---------- Given records ----------

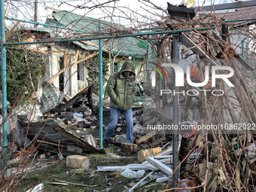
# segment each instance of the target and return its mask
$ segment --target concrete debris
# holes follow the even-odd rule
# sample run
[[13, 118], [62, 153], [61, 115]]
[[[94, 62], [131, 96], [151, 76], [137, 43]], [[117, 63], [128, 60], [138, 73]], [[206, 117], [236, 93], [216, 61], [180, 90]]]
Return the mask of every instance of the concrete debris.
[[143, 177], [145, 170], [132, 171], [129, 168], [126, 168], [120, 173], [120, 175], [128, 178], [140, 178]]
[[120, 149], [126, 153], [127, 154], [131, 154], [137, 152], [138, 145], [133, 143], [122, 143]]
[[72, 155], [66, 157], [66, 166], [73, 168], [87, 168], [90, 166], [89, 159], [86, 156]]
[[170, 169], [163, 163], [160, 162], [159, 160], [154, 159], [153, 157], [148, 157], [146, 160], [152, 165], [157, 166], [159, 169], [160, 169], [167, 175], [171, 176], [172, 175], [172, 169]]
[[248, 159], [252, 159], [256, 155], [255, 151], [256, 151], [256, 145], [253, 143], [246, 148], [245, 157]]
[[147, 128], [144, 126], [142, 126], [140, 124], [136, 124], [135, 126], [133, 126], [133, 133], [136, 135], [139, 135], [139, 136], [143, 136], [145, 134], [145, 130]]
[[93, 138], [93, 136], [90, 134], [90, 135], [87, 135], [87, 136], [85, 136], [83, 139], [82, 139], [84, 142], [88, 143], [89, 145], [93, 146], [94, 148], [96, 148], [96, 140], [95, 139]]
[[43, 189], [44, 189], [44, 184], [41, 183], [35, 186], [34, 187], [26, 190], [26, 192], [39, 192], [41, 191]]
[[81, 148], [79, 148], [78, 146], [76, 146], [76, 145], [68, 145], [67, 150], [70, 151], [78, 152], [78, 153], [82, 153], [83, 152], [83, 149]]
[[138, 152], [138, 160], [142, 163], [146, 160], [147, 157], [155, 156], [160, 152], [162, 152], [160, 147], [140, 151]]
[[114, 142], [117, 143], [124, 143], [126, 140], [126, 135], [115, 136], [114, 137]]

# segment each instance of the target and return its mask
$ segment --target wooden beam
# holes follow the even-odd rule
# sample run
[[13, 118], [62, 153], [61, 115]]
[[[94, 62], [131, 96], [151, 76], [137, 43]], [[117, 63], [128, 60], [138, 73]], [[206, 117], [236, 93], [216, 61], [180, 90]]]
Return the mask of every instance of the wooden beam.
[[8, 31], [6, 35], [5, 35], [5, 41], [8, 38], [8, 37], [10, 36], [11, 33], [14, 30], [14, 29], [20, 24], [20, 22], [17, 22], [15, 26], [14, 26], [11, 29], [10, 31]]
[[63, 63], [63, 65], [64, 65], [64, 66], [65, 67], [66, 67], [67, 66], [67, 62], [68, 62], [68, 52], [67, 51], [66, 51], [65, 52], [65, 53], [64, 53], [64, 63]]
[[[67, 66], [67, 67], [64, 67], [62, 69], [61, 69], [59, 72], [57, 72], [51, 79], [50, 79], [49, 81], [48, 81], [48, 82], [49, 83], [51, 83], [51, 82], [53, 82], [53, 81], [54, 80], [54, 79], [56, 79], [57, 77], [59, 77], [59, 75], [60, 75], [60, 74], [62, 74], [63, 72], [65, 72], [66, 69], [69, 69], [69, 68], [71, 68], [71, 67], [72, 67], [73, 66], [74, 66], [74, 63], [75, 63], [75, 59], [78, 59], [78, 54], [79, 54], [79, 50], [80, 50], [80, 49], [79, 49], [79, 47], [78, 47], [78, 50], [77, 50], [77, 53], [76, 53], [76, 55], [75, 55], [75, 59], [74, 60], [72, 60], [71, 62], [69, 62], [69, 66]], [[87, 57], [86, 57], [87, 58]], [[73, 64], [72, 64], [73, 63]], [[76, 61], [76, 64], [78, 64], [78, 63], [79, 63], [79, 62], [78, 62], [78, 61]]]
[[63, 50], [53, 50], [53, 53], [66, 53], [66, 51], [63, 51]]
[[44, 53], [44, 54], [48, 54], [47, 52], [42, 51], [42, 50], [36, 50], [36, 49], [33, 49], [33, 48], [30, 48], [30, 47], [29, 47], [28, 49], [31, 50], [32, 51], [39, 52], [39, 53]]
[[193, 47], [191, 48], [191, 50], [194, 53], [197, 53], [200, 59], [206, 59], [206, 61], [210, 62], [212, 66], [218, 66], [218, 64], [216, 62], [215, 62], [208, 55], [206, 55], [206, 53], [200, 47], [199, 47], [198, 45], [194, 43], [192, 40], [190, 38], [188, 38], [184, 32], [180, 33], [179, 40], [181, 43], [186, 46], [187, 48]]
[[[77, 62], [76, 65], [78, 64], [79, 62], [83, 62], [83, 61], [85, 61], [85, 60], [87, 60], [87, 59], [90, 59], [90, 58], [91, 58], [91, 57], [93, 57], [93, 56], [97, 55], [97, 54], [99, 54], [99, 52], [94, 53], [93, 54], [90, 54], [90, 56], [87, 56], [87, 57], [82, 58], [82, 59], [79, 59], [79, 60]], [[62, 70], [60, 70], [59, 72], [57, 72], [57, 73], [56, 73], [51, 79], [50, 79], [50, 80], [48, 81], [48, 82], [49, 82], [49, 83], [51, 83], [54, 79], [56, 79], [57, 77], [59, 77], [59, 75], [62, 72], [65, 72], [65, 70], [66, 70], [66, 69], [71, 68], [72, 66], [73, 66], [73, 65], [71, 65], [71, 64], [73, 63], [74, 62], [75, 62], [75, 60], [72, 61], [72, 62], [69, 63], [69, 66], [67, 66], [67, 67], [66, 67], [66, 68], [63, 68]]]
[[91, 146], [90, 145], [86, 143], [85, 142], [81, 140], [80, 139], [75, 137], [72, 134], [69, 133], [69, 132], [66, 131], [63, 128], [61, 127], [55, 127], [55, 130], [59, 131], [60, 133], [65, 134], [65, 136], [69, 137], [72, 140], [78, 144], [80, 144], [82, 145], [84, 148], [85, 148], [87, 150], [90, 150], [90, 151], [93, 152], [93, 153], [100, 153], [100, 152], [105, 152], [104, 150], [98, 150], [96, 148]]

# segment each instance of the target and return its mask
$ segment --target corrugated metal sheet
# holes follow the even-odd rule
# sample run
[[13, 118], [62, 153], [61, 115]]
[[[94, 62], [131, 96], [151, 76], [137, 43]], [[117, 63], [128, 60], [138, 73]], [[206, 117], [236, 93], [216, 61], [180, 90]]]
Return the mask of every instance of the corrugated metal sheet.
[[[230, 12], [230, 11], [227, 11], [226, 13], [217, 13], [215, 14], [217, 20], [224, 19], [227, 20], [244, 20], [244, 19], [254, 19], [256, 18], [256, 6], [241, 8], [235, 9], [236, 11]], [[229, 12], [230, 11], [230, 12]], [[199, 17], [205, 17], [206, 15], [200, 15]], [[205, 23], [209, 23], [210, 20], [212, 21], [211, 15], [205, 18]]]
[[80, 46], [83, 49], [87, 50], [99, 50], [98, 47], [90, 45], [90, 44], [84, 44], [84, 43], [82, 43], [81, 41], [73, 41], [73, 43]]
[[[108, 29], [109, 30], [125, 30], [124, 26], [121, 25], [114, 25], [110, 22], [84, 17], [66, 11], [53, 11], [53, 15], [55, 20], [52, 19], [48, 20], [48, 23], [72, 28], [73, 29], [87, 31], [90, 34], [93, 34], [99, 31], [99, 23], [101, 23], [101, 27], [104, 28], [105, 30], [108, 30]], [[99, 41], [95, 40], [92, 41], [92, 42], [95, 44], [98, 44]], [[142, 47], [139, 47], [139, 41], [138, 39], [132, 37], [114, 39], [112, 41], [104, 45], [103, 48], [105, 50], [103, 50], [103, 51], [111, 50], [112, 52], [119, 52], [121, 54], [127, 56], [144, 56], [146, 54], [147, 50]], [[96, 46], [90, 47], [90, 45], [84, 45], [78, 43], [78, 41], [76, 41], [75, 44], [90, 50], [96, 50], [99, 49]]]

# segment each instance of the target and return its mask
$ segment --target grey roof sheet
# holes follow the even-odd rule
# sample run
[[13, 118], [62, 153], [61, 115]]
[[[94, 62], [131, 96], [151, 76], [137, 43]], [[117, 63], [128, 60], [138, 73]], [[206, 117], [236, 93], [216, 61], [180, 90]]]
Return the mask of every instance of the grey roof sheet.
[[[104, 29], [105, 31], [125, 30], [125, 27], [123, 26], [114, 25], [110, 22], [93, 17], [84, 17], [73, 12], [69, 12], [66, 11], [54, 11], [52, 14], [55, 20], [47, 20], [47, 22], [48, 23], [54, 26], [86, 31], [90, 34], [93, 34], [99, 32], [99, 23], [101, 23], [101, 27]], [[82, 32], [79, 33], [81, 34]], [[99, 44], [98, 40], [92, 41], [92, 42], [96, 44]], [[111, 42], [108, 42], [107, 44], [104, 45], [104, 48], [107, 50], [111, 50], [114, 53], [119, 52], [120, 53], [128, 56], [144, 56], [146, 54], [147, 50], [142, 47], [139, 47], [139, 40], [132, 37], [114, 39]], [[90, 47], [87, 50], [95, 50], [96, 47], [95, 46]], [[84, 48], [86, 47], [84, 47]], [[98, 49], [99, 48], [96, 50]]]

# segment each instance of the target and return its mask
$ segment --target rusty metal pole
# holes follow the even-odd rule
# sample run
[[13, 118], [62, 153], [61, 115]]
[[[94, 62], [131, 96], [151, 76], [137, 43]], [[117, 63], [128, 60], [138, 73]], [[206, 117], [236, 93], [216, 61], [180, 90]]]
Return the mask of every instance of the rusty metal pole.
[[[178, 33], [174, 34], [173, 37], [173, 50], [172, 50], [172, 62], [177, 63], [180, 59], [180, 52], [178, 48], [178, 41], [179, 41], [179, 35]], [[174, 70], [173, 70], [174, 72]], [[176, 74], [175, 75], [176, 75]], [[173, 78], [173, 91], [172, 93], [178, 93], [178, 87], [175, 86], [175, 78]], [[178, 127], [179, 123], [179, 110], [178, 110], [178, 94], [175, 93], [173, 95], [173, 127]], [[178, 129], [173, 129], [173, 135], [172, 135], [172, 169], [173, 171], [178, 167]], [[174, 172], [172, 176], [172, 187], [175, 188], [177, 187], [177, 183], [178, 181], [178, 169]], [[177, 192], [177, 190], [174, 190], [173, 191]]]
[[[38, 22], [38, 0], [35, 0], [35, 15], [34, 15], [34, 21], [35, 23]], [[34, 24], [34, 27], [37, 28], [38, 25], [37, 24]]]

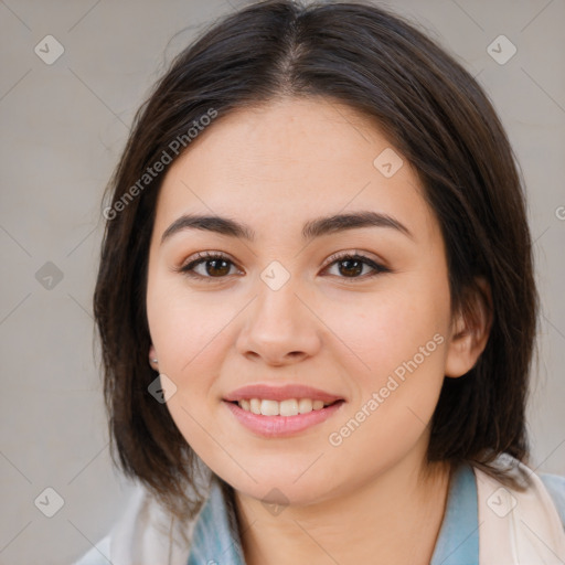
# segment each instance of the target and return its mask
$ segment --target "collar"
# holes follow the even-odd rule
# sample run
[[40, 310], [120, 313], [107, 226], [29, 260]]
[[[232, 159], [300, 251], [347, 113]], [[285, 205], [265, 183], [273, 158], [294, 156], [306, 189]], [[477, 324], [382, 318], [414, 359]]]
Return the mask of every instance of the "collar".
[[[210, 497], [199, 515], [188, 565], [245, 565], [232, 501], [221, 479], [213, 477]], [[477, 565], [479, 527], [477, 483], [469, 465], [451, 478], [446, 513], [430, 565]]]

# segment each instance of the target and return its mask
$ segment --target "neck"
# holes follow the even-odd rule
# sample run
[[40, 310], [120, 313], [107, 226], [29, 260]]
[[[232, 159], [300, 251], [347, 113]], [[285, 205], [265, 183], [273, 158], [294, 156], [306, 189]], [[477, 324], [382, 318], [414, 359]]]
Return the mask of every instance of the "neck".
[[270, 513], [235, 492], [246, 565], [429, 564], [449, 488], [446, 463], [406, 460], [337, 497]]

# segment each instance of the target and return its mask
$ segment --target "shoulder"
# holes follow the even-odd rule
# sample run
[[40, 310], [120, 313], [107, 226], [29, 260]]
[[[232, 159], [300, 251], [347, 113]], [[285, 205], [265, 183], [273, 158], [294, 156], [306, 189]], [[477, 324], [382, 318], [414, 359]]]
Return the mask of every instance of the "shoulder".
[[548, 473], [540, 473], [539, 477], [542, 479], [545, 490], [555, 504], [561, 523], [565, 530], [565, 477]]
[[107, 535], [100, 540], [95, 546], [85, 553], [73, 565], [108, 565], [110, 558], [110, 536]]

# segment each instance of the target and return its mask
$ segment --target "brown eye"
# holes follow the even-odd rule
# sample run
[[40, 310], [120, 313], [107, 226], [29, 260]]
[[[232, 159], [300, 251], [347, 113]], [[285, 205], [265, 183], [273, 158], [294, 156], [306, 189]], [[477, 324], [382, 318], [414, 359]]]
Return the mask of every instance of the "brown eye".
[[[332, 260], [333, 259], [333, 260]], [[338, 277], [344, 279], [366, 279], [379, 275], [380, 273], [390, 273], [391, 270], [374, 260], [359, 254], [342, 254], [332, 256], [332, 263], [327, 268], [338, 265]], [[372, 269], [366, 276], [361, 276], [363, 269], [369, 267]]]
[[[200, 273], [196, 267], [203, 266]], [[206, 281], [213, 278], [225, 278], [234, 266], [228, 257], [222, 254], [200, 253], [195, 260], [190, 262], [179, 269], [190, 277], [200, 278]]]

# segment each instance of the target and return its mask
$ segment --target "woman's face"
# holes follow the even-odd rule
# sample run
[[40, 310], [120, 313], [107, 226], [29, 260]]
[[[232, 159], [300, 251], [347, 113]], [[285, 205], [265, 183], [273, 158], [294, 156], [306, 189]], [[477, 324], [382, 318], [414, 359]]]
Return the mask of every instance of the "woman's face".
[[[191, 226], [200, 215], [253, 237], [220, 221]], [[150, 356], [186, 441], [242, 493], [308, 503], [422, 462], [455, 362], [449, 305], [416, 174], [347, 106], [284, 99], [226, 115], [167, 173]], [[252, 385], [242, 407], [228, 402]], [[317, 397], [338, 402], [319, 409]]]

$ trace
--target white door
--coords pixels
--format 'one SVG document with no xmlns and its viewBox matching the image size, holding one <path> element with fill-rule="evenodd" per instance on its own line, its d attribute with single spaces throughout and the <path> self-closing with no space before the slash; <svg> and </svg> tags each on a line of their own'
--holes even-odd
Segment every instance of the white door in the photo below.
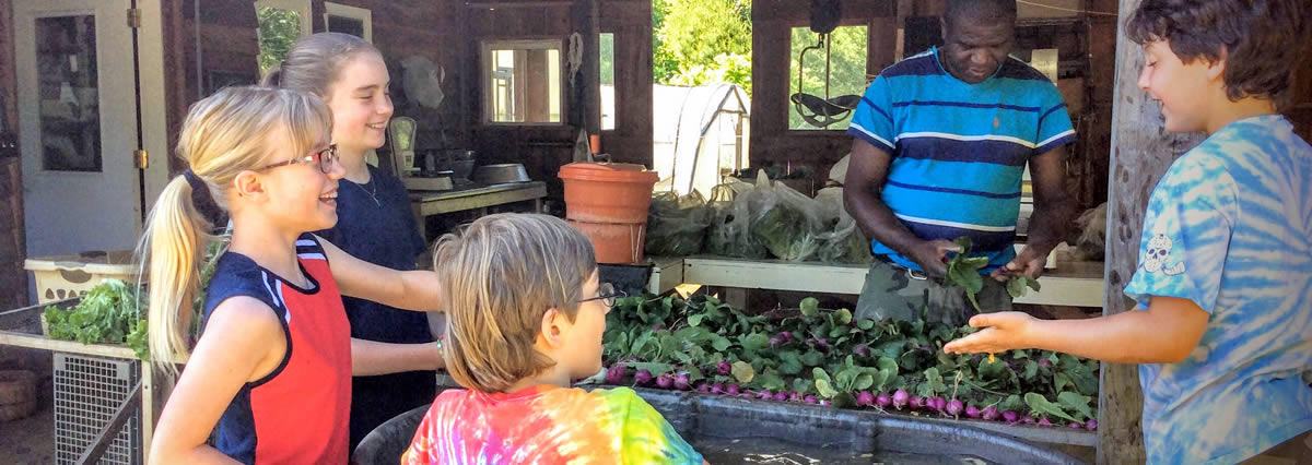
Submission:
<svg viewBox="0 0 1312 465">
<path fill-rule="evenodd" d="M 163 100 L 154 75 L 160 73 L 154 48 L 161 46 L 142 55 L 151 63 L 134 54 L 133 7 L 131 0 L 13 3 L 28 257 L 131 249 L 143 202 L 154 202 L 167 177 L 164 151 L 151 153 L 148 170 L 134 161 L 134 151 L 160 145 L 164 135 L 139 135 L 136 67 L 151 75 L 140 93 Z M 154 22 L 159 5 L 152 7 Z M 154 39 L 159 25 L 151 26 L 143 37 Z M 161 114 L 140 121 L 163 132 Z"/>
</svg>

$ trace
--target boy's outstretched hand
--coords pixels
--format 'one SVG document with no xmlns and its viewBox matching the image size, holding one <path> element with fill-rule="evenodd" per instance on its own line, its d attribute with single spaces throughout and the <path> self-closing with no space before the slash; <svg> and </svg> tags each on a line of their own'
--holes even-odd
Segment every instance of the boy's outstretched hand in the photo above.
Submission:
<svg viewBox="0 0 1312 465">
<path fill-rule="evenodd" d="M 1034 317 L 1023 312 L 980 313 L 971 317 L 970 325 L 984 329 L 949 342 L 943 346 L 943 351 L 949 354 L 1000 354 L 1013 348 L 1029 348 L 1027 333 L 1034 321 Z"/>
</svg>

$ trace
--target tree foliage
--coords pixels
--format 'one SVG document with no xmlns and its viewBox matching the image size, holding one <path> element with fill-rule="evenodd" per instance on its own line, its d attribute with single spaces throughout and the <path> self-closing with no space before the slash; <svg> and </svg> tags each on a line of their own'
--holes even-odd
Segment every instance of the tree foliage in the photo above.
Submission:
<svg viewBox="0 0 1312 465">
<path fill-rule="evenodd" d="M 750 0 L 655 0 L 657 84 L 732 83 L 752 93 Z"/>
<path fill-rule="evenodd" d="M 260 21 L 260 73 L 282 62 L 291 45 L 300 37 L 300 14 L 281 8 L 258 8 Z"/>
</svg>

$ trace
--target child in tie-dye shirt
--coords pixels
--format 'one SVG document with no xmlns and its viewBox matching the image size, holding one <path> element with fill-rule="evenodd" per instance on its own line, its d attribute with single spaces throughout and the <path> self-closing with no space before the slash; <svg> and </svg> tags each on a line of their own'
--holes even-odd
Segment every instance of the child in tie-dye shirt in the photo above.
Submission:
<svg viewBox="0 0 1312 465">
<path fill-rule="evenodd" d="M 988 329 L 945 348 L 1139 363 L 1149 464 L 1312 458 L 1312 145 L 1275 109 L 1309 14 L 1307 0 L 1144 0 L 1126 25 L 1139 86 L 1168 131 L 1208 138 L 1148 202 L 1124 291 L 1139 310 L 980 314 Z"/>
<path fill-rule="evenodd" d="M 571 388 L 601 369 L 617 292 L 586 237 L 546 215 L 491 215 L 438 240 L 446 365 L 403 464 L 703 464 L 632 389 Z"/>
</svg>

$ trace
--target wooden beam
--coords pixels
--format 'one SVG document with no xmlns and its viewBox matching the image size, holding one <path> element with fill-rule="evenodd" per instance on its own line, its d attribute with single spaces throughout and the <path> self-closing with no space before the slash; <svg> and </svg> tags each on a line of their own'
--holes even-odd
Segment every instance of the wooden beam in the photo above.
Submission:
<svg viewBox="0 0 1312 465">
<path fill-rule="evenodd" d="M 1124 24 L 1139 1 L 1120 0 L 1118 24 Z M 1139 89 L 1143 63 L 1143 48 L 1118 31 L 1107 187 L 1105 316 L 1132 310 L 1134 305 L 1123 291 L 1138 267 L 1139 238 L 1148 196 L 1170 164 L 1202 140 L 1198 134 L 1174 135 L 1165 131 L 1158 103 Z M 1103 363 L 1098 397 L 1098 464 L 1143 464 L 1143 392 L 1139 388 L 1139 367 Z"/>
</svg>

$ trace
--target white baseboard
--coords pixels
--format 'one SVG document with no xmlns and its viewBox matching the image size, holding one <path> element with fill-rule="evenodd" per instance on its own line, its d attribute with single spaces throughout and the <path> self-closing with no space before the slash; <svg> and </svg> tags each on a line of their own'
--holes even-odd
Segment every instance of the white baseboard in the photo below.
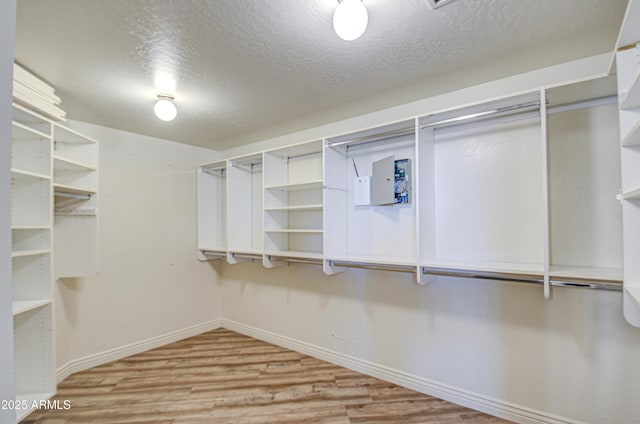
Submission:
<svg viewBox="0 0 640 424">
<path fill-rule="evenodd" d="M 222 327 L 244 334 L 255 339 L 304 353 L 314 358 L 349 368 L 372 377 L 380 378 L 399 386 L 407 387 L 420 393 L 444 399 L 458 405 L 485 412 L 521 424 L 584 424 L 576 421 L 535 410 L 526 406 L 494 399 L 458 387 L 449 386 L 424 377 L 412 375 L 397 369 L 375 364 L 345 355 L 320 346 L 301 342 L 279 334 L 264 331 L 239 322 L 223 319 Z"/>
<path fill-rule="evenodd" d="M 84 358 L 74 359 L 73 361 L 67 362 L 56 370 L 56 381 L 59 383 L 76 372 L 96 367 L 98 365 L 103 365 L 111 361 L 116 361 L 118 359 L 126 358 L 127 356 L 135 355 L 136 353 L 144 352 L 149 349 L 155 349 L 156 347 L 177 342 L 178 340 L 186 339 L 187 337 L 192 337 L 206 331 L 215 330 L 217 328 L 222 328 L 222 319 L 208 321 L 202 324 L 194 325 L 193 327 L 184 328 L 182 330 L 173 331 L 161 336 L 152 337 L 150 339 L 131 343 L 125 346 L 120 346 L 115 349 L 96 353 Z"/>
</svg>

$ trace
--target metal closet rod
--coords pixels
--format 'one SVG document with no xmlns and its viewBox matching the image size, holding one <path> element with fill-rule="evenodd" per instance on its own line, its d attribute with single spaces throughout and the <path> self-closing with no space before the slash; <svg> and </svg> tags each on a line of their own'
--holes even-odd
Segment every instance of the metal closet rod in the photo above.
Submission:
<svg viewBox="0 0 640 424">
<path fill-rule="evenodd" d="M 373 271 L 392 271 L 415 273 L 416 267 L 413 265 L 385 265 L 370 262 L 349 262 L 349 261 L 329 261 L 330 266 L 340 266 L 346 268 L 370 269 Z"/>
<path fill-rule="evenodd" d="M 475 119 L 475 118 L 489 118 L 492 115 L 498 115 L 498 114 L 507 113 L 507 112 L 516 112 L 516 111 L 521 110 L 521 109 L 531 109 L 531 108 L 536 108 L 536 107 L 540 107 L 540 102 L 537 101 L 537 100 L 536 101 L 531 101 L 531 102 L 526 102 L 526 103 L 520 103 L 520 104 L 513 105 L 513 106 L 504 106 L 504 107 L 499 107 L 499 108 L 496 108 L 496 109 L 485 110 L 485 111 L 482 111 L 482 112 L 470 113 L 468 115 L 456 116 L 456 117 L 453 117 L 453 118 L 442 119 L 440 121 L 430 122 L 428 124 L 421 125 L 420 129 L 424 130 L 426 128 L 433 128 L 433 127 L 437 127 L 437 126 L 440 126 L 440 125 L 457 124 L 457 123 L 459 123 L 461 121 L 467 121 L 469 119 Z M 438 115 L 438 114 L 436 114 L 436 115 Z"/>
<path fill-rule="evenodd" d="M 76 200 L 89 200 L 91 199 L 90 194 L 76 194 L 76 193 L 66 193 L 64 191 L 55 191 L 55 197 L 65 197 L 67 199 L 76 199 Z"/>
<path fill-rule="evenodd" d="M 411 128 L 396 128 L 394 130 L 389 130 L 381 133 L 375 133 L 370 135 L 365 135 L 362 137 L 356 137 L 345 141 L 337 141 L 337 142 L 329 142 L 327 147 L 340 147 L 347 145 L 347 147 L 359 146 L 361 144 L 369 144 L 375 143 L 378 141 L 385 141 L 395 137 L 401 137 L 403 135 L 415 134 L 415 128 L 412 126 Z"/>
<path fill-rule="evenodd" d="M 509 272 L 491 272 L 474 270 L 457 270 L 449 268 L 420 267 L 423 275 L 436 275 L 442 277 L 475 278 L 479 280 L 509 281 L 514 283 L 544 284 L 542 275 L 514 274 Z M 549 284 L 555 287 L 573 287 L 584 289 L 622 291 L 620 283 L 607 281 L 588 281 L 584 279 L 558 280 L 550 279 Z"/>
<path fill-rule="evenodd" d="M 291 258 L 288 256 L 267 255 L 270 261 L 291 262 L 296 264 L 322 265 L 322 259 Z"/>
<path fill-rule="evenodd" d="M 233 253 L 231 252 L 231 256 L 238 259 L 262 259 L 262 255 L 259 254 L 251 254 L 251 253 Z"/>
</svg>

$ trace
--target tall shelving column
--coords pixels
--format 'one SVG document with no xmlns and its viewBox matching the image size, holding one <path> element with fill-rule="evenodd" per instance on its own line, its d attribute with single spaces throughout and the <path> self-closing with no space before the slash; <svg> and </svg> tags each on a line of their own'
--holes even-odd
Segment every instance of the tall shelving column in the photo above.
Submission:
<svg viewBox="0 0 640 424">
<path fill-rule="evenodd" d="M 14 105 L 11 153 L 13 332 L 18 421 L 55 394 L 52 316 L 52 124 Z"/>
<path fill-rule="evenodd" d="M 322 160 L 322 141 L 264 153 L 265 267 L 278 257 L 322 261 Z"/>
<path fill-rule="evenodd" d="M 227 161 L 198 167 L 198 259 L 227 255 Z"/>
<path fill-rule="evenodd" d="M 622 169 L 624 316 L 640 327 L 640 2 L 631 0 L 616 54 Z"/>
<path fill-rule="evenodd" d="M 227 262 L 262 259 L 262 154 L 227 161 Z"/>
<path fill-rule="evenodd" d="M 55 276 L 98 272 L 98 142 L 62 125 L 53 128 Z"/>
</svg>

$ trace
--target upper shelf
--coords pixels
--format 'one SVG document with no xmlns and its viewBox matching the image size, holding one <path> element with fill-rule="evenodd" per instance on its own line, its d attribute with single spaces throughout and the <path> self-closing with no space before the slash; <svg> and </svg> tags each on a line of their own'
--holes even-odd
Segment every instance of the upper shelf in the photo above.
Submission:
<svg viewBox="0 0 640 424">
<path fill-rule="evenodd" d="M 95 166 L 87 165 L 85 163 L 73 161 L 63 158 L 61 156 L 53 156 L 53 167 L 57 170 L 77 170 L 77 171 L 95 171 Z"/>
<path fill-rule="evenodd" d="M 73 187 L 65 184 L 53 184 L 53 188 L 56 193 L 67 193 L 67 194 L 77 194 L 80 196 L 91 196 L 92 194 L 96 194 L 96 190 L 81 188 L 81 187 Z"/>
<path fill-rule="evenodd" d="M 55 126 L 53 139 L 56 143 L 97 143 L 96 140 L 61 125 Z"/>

----------

→ **Exercise requirements**
Select every line in the rows above that contains the word "tall".

→ **Full response**
--target tall shelving column
Segment every instance of the tall shelving column in the photo above.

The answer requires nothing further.